本文:

* * * * * * *

アトピーって別に痛くないんですよ。
傷から血が出ているのをみれば「大変だ!」って思うのは普通ですし、傷口はインパクトのある見た目ですから「痛くない?大丈夫??」ってなるのが普通なんですが、アトピーの人は痛みなんてどうでも良いって思っています。
アトピーの心にあるのは2つ。
耐えがたいかゆみへの恐怖。
見た目への嫌悪。
コレだけです。
想像を絶するかゆみ
かゆみに恐怖感を覚えたことはありますか?
アトピーを克服して気づいたのは、普通のひとって生活の中でそんなにかゆみを感じないんですよね。
かゆみを感じる頻度も少ないですし、かゆみの程度もそれほどではありません。
強烈なかゆみを感じるシーンは虫刺されくらいではないでしょうか?
よく「蚊に刺される」と形容されますが、確かに虫刺されは耐え難いかゆみです。 ムヒとか専用のかゆみ止めの需要があるくらい。
とはいえ、虫刺されのかゆみに恐怖を感じるまでの人は居ないと思います。 一過性だとわかっているのでなおさらです。
アトピーのかゆみは虫刺されの比ではありません。
衝動、発作と言ってもよいくらい。 がまんなど到底不可能なものなのです。
生まれたときからアトピーで、今はアトピー克服していますが、人生でアトピーを超えるかゆみを感じたことは一度もありません。
まさに体験しないとわからない類のものです。
言葉にできないのもアトピーの悪いところです。 想像を絶する。蚊に刺されたかゆみの100倍かゆい。 これでは伝わりません。
アトピーのかゆみはアトピーのひとを孤独させるのです。
アトピーはかゆくなるのがこの上なく恐ろしいのです。
かゆみを我慢してもアトピーは治らず、むしろ悪化する
かゆみを我慢してもアトピーは治りません。
新しい傷口が増えなくなるだけです。 アトピーは治りません。 傷口が全部ふさがって、肌がきれいになってもかゆみは出ます。

* * * * * * *

記録データ:
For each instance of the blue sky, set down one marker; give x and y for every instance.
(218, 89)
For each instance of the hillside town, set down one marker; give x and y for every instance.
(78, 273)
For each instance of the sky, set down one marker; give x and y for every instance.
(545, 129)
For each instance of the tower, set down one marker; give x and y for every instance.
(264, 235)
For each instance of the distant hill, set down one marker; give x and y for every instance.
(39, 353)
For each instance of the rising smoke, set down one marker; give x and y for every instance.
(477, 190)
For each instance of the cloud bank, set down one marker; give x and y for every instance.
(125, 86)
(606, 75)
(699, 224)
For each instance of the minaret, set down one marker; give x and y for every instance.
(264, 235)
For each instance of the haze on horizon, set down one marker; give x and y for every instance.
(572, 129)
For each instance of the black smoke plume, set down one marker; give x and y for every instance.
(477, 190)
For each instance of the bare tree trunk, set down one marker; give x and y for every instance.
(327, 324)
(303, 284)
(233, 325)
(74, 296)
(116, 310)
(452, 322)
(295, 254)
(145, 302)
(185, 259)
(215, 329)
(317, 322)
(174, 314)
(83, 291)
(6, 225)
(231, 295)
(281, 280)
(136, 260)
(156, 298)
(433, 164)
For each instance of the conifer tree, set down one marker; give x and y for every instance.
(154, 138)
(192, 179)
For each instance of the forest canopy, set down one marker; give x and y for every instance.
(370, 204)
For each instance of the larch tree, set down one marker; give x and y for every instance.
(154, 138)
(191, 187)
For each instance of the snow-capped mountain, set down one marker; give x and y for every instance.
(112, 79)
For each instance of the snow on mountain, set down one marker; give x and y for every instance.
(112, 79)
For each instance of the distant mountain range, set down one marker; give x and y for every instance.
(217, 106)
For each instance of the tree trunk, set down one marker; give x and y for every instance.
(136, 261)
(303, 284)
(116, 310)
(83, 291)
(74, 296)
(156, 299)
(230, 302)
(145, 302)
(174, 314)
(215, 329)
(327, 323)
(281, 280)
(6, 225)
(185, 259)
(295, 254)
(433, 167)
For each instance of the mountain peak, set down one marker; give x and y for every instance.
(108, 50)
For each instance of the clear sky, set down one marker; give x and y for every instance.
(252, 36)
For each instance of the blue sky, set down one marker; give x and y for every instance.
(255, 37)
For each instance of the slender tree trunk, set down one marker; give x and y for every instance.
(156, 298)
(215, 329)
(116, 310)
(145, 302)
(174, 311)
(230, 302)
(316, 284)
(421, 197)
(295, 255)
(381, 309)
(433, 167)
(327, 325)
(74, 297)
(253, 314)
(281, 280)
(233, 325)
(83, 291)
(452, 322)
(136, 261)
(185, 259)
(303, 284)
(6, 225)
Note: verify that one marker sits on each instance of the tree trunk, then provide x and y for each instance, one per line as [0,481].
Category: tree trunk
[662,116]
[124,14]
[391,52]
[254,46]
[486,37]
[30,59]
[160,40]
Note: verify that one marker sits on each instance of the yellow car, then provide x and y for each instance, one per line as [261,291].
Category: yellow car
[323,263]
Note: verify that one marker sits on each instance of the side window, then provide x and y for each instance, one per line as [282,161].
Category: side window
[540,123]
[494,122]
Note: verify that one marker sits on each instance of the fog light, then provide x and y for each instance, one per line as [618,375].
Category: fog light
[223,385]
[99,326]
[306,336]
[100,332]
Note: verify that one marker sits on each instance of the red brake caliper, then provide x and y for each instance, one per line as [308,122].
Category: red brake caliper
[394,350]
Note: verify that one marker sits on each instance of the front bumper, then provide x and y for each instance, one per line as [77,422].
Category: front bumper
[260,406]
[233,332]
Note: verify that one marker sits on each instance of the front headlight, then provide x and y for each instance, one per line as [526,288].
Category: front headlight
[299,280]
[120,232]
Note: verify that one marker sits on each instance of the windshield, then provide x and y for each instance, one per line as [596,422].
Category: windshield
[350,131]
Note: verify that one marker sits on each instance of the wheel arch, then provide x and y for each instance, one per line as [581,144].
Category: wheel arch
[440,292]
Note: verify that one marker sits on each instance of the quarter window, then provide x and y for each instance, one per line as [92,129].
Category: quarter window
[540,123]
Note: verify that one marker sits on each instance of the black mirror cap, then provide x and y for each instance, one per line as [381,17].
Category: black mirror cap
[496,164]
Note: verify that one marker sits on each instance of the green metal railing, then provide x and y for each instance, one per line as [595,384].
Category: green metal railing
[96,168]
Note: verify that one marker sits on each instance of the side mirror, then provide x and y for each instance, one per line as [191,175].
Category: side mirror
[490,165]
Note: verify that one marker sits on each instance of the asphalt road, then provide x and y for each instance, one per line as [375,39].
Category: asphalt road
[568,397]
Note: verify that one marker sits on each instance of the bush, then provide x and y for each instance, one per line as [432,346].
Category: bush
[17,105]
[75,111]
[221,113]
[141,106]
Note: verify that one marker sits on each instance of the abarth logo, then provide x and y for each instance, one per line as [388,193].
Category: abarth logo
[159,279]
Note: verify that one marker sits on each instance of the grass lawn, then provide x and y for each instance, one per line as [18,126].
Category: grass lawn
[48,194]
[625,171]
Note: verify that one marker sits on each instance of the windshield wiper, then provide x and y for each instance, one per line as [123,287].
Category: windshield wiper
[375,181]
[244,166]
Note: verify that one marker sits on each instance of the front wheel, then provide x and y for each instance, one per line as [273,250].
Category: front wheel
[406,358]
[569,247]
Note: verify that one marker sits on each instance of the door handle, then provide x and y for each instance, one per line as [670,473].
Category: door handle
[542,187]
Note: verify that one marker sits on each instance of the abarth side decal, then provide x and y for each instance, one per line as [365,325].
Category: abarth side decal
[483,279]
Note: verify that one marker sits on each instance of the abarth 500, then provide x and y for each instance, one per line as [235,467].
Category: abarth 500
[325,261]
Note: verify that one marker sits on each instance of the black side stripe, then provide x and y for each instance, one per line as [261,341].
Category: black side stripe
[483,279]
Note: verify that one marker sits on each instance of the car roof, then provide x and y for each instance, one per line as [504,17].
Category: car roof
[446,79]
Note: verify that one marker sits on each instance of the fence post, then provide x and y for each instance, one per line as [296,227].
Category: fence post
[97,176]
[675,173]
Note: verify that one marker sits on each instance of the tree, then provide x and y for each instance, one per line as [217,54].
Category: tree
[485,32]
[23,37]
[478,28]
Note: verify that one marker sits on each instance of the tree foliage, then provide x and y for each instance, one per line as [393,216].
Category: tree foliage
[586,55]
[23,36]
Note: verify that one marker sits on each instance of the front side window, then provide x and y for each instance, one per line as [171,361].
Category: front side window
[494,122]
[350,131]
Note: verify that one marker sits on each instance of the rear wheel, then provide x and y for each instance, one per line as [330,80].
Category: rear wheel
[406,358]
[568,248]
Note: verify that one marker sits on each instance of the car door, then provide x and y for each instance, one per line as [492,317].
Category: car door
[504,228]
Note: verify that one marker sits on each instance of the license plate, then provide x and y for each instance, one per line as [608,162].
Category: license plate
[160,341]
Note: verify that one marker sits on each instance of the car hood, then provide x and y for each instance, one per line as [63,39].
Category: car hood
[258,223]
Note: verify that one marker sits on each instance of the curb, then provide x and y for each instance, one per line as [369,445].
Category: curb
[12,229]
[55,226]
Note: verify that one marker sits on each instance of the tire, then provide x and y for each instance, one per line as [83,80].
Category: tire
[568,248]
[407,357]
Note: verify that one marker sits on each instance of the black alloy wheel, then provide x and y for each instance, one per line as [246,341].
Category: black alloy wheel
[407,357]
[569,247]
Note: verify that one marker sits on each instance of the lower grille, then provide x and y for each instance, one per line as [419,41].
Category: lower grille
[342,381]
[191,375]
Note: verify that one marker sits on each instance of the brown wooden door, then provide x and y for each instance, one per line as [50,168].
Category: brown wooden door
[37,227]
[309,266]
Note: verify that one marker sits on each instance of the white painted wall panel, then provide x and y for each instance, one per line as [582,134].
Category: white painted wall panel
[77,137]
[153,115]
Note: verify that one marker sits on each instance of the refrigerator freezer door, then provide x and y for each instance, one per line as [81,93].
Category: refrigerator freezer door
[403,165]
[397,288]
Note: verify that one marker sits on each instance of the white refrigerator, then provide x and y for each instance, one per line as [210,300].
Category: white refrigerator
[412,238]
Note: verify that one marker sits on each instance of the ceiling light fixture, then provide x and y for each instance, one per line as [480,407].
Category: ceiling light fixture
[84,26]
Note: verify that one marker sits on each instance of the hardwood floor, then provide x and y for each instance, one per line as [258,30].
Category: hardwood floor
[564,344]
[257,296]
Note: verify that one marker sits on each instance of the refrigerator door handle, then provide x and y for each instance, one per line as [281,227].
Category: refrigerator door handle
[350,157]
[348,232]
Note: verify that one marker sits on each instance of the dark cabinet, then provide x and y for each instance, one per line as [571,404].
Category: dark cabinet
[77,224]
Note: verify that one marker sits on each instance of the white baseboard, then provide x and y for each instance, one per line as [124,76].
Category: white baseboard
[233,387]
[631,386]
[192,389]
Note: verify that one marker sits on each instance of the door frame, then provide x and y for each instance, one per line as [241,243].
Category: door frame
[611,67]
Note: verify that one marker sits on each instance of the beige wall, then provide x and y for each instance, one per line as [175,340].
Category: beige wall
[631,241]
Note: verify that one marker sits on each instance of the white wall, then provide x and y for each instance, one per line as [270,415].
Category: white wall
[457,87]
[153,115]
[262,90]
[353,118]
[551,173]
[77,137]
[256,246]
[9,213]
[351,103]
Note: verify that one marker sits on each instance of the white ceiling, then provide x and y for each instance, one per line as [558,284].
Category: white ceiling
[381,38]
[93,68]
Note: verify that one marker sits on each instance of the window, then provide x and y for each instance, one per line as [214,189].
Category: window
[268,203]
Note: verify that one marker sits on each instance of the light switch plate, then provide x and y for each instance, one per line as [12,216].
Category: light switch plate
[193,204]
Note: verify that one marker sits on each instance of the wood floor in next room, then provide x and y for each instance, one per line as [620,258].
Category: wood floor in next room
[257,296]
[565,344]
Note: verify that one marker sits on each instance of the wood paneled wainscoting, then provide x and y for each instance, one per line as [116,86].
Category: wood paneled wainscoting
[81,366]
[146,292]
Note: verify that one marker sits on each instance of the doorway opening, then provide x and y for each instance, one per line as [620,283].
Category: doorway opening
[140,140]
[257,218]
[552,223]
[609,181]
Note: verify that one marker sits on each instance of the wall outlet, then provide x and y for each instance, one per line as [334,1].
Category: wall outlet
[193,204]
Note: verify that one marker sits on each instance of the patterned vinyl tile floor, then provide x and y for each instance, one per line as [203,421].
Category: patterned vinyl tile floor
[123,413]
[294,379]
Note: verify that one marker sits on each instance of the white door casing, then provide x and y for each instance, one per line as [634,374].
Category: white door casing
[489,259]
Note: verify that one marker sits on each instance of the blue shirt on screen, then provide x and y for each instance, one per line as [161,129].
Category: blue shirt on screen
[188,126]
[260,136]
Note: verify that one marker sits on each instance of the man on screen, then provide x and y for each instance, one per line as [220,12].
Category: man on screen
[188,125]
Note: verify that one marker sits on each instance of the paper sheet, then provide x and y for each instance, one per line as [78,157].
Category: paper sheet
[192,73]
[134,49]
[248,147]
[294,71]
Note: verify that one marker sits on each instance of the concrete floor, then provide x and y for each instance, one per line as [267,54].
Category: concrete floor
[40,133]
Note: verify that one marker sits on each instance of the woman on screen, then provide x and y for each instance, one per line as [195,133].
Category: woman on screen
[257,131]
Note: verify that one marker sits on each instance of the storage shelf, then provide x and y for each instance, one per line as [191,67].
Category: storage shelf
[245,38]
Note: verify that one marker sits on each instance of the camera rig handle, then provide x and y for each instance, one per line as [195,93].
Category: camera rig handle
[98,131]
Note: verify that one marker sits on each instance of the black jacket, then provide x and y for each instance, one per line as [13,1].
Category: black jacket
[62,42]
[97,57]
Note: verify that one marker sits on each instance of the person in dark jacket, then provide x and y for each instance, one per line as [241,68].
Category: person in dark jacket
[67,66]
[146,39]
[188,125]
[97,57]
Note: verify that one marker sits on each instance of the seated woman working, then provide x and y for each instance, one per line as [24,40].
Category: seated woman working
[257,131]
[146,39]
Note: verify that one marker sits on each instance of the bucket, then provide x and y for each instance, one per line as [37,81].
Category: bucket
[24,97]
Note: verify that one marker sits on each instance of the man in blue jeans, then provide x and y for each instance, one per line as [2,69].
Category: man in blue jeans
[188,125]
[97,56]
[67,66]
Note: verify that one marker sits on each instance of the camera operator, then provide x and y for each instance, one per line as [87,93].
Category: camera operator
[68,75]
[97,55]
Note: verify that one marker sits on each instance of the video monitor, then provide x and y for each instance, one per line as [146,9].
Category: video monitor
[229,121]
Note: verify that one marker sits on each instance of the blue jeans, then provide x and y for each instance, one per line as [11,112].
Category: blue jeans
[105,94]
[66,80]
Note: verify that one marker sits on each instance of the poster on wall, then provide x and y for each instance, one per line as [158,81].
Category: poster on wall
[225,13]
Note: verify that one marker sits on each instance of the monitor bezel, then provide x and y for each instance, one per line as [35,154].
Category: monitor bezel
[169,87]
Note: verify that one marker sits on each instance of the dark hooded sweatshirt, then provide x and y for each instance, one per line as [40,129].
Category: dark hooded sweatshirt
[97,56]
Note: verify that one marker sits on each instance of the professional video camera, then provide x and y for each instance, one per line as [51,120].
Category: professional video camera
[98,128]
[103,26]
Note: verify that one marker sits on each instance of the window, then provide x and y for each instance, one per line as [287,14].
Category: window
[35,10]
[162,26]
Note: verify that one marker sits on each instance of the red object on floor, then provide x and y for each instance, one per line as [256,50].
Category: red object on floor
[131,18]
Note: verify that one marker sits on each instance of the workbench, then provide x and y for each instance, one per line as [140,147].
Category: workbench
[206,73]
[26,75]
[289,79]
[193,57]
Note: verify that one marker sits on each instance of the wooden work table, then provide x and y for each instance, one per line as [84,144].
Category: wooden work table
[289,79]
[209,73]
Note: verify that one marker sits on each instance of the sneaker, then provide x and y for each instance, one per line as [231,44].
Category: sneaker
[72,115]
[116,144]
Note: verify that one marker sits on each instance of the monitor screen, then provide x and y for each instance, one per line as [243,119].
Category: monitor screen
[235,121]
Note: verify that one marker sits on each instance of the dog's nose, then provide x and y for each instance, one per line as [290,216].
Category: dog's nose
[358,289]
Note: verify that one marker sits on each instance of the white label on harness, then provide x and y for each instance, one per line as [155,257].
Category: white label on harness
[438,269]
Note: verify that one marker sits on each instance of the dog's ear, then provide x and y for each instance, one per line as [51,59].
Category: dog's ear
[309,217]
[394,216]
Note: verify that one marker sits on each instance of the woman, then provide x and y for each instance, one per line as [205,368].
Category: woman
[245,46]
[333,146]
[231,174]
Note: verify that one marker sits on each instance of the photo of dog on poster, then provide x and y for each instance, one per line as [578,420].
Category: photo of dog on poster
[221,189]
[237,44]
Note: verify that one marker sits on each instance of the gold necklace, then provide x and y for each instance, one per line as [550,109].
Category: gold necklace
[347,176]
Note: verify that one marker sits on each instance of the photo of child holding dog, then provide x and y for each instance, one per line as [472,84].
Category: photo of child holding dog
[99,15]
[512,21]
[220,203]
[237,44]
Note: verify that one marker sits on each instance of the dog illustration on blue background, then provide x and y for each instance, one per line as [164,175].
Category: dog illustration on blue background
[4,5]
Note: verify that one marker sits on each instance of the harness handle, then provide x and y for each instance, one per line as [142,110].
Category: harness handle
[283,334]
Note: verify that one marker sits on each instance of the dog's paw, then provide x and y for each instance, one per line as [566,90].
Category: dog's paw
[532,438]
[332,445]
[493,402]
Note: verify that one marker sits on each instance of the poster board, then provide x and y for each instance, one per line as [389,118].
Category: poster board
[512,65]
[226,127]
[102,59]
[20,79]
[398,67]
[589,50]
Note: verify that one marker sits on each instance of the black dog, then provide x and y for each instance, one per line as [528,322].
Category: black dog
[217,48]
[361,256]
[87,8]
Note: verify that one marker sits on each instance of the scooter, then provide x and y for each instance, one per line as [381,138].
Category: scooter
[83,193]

* * * * * * *

取り組む課題:
本文のうち、「傷から血が出ているのをみれば」から始まり「かゆみを感じる頻度も少ないですし、かゆみの程度もそれほどではありません。」で終わる箇所を、一字も変えずに返してください。 データは本文とは別個の資料です。

解答:
傷から血が出ているのをみれば「大変だ!」って思うのは普通ですし、傷口はインパクトのある見た目ですから「痛くない?大丈夫??」ってなるのが普通なんですが、アトピーの人は痛みなんてどうでも良いって思っています。
アトピーの心にあるのは2つ。
耐えがたいかゆみへの恐怖。
見た目への嫌悪。
コレだけです。
想像を絶するかゆみ
かゆみに恐怖感を覚えたことはありますか?
アトピーを克服して気づいたのは、普通のひとって生活の中でそんなにかゆみを感じないんですよね。
かゆみを感じる頻度も少ないですし、かゆみの程度もそれほどではありません。